#### [WHAT YOU NEED TO DO]
Return the lines below that contain the word "sign".

#### [MATERIAL PROVIDED]
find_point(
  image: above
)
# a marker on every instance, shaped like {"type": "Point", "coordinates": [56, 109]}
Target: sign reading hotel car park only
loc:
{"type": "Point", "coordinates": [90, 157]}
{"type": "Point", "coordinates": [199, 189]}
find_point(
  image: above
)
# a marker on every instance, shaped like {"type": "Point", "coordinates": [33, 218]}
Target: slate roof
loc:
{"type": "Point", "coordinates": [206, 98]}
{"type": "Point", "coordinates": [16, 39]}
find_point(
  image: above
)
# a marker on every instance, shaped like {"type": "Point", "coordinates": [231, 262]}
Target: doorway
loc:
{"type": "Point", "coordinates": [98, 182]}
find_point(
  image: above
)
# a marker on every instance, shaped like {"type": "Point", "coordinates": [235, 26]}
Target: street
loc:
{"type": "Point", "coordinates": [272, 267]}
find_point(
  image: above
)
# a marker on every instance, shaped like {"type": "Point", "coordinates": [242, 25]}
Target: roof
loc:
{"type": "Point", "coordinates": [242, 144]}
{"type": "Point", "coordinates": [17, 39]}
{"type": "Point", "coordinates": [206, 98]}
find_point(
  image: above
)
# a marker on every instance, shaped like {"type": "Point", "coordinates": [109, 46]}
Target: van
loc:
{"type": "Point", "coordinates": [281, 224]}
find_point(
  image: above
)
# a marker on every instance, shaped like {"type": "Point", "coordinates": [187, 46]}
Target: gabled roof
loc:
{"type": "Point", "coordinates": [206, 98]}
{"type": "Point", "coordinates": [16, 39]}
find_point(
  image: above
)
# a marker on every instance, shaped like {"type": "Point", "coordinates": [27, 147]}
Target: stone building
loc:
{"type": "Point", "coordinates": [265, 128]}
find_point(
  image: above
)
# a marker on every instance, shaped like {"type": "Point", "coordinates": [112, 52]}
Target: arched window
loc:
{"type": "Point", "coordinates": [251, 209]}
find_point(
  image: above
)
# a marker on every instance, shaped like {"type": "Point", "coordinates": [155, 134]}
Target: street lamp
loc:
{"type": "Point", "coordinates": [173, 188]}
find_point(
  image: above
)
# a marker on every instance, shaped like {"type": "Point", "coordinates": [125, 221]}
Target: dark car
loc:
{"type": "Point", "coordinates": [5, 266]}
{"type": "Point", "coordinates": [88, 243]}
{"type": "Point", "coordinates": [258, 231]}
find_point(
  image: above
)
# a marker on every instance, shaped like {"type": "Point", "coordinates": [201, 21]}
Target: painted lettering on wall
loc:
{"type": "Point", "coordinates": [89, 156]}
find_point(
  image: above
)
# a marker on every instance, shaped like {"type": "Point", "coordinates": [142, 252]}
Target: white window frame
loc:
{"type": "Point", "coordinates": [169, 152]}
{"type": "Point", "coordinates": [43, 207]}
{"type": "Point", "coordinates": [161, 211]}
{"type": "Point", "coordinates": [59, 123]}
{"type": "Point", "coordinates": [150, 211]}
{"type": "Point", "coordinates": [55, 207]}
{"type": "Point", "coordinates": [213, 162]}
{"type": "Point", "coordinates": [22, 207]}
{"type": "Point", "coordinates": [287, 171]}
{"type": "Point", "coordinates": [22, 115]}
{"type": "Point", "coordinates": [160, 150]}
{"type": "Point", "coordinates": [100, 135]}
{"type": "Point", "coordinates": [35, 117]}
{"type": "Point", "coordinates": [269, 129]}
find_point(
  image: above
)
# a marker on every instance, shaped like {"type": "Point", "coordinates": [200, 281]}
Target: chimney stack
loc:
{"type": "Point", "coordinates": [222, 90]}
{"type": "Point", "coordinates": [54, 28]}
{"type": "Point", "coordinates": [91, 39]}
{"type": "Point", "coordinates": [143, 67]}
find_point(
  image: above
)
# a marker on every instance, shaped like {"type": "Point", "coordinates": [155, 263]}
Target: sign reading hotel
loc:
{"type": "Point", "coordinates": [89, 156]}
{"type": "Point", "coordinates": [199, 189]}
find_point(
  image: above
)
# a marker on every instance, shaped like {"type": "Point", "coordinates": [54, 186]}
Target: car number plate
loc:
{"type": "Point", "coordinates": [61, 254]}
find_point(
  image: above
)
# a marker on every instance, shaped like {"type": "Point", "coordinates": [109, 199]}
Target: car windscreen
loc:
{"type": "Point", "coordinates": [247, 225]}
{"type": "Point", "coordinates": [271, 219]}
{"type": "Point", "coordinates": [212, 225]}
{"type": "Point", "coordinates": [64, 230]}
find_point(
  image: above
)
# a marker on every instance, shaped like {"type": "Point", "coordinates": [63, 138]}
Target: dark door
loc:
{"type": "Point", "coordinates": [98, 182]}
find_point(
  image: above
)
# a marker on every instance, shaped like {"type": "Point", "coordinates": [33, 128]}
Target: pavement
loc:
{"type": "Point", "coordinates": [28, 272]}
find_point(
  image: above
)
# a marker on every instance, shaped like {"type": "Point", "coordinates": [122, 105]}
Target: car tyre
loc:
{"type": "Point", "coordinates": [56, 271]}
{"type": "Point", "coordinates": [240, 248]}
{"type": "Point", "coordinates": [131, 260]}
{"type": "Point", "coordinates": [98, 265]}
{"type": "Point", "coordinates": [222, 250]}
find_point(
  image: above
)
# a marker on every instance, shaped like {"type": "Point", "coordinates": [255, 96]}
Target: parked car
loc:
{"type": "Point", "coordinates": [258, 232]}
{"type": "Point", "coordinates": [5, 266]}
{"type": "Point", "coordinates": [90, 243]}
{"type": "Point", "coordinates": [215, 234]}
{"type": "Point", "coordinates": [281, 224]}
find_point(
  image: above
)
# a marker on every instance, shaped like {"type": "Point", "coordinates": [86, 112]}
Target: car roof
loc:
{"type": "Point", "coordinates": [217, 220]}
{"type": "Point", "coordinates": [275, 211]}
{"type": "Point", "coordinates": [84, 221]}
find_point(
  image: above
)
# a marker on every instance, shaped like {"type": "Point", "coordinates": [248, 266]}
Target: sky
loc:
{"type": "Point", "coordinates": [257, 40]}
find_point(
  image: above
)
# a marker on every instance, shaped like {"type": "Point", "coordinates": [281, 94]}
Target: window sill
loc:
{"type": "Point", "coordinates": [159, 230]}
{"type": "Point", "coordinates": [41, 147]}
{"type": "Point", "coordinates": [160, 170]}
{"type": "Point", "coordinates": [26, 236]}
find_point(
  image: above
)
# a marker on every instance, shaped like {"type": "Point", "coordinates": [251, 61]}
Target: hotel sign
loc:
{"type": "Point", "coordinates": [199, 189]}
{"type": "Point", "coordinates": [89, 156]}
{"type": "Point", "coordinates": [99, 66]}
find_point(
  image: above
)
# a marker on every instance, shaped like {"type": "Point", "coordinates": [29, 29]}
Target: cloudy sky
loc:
--
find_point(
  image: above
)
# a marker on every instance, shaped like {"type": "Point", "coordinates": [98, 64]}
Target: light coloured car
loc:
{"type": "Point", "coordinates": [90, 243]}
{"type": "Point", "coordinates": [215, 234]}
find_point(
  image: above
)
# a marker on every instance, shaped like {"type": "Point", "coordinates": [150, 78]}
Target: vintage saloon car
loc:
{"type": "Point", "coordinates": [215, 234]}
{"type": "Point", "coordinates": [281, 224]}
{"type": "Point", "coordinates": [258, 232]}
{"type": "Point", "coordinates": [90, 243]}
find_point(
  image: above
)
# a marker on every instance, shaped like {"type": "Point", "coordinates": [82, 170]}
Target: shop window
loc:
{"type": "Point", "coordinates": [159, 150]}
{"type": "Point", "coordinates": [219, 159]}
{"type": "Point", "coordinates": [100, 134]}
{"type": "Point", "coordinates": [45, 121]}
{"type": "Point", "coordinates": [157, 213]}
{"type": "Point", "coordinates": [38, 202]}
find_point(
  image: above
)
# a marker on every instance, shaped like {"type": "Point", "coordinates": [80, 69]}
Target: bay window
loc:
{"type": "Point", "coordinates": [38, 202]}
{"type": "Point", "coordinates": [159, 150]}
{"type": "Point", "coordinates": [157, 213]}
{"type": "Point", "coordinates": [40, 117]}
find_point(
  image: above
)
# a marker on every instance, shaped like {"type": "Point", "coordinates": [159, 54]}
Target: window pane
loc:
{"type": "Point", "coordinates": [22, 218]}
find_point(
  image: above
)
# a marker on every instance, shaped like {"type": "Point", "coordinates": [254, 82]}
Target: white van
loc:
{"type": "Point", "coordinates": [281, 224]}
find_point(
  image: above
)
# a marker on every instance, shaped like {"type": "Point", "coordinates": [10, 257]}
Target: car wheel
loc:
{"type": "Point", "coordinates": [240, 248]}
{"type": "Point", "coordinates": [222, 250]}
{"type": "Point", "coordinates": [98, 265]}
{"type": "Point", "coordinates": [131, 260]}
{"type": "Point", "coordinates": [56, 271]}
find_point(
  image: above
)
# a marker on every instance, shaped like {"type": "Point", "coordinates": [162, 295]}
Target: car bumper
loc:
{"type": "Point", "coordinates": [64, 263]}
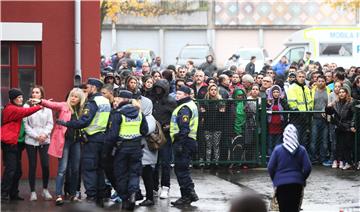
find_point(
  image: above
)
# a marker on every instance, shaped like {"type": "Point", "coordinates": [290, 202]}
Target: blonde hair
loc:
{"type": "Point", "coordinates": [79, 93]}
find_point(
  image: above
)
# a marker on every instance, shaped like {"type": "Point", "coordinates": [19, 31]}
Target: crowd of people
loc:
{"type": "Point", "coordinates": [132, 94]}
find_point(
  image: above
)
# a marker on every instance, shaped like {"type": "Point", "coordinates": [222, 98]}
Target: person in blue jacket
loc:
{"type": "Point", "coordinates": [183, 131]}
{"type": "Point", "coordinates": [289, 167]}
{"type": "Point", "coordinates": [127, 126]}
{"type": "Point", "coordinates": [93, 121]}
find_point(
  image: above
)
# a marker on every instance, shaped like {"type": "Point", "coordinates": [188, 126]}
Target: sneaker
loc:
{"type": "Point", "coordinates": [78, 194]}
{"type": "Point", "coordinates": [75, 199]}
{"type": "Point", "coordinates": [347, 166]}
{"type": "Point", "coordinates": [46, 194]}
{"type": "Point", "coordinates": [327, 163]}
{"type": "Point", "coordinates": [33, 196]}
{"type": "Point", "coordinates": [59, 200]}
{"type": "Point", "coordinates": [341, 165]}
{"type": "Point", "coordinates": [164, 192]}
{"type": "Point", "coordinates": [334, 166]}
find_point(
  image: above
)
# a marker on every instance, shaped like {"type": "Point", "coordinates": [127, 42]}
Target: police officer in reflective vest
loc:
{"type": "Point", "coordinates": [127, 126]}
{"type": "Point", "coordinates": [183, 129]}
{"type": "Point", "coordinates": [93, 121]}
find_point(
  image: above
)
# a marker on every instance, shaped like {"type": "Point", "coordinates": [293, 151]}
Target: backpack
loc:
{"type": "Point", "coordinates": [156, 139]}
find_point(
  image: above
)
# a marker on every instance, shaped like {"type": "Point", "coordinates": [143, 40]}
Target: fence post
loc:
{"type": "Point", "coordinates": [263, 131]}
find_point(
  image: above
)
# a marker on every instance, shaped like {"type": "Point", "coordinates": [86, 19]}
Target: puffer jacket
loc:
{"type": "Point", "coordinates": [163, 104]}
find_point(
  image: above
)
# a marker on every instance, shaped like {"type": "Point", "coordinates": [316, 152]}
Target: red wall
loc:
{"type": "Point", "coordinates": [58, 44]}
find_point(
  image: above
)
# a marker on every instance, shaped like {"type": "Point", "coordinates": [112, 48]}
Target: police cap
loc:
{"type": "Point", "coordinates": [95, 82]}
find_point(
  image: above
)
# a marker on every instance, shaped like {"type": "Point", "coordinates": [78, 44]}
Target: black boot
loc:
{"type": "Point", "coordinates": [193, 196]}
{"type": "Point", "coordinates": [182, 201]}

#### [EXERCISE SOLUTION]
Target: sign reading hotel car park only
Target: sign reading hotel
Target: hotel sign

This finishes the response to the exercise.